INSTRUCTIONS FOR THE TASK -
Retype, word for word, the passage of the sermon on the storm between "We’ve set sail" and "it any more.", inclusive.

DOCUMENT PASSAGE -
(begin)

Pentecost + 4b 21 June 2015 Jesus is with us in the storms

Today we’re in a boat on lake Galilee.
We’ve set sail for the other side, and all looks fine. We’ve done this so often, it’s just routine; just like starting any new day at school or work. We set our course; we know what to expect; we’ll be fine.

But suddenly we’re not; suddenly everything’s different; everything is terrifying. A fearful storm has suddenly blown up, and we feel frightened and cut off. No-one can hear our cries for help; we’re far from safety. How can God let this happen to us? Is God asleep somewhere; does God care?

For each of us, the storm is different. Our storm may come as a sudden, frightening pain in the night; or the day our doctor tells us our life can’t be the way we planned it any more.

For lots of us, our storm comes suddenly when the job we thought we had is no more.

For some children and adults, the storm strikes us when someone we thought cared for us—someone we thought would stick by us—suddenly doesn’t any more, they hurt us or go away. Or maybe someone we imagined was going to live all our life with us suddenly dies.

But why call these things storms? What’s this storm in the Gospel got to do with our lives?

Over the past weeks, we’ve used analogies to help us understand complex ideas more easily. We said the harmony we find in music is like the Trinity; we said that the Holy Spirit is the breath of God.

So this storm can be an analogy for the sorts of things can threaten my life or yours, just like this storm threatened Jesus and his friends. … When our storms strike us, we feel alone and vulnerable. We feel like God’s gone away, or gone to sleep. And we ask the question that Jesus’ disciples asked him as they woke him up. Don’t you care? We’re all going to die!

Of course, we’ve heard the story. He does wake up, and he tells the wind and the sea to calm down. Then he asks them why they were afraid; do they have any faith at all? But they don’t seem to hear this. They’re wondering about something else. “Who is this, that even the wind and the sea obey him?!” I think anybody would ask that question; and there’s really only one answer. Only God can tell the wind and the sea what to do. Jesus is God.

But he’s also human—completely human. Let’s just go back into the story a bit. Jesus, asleep in the back of the boat, was so tired that even this great storm didn’t wake him. People had been crowding around him for days. One day he didn’t even have time to eat. And while he was teaching all those people, there were others standing around telling anybody who’d listen that he was evil. And his family was nagging him to come back home and get real. He’s been fighting an up-hill battle. No wonder he’s so tired.

So we have in our boat the one who can command the wind and the sea; and we know only God can do that. But that same person in our boat is so exhausted, he escapes crowds and then sleeps through a storm that terrifies experienced sailors. And that’s a human being.

In our boat with us is the God who can command the weather; in our boat with us is our teacher Jesus, who gets tired, just like anybody else. And they’re one and the same person!

(end)

DATA LINES -
(begin)

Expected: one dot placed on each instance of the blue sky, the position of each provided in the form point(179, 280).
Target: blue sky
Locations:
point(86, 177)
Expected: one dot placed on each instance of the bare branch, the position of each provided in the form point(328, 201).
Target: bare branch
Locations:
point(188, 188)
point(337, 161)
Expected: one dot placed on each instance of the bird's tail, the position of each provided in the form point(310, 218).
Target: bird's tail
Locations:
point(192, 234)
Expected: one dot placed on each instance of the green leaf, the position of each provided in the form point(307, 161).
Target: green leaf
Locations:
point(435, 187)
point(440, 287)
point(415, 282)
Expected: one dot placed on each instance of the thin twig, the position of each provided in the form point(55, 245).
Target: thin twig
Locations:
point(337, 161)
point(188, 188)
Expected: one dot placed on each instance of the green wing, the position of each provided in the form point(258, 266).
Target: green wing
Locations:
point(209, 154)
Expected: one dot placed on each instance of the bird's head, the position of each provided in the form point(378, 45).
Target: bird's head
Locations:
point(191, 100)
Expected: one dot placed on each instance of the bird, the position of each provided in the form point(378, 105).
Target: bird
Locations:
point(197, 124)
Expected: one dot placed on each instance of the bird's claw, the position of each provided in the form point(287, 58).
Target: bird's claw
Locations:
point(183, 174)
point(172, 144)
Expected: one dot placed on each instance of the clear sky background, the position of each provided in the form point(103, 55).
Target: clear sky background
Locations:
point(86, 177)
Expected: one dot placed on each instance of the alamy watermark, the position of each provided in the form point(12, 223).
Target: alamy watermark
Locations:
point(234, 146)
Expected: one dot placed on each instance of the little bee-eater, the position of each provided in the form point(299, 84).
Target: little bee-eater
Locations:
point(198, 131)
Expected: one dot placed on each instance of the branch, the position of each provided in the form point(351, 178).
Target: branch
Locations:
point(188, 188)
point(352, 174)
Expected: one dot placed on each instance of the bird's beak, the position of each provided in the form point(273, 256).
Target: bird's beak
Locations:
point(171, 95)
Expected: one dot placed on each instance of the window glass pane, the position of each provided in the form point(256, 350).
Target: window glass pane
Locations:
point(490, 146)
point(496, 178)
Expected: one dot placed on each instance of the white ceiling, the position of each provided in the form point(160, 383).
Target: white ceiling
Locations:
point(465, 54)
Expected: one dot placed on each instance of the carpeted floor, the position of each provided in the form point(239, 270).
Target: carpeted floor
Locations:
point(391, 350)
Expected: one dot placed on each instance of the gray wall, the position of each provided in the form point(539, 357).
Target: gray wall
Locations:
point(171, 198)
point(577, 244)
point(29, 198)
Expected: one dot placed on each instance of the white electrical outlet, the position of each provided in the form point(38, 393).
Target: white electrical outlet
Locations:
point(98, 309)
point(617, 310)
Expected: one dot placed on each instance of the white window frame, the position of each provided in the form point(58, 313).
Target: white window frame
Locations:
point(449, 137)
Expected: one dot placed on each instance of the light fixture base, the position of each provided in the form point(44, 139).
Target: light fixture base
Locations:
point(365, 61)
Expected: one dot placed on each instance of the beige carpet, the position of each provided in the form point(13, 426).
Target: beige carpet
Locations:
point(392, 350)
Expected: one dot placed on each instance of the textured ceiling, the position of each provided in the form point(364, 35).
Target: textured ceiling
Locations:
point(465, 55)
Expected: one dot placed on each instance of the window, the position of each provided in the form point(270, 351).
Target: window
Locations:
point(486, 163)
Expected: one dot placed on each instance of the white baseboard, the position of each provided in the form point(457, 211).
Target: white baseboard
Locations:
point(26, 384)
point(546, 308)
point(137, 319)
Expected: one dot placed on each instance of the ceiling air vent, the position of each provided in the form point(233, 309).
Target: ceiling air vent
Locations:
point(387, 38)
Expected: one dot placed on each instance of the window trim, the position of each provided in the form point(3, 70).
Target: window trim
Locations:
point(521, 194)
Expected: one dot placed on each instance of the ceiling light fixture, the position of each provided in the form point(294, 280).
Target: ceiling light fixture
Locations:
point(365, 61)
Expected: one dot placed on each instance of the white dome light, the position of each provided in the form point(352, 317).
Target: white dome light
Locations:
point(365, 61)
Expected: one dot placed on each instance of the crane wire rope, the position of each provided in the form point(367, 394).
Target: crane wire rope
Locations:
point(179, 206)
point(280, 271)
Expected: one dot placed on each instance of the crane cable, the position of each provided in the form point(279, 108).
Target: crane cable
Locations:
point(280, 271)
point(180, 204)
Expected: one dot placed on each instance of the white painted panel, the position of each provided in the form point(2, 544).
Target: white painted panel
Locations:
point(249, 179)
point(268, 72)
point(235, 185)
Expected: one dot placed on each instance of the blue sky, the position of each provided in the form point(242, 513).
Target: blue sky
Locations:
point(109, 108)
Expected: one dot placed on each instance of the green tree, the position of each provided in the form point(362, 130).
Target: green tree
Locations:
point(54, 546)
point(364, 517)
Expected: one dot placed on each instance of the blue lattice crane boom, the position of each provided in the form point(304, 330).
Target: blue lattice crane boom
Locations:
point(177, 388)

(end)

THE ANSWER -
We’ve set sail for the other side, and all looks fine. We’ve done this so often, it’s just routine; just like starting any new day at school or work. We set our course; we know what to expect; we’ll be fine.

But suddenly we’re not; suddenly everything’s different; everything is terrifying. A fearful storm has suddenly blown up, and we feel frightened and cut off. No-one can hear our cries for help; we’re far from safety. How can God let this happen to us? Is God asleep somewhere; does God care?

For each of us, the storm is different. Our storm may come as a sudden, frightening pain in the night; or the day our doctor tells us our life can’t be the way we planned it any more.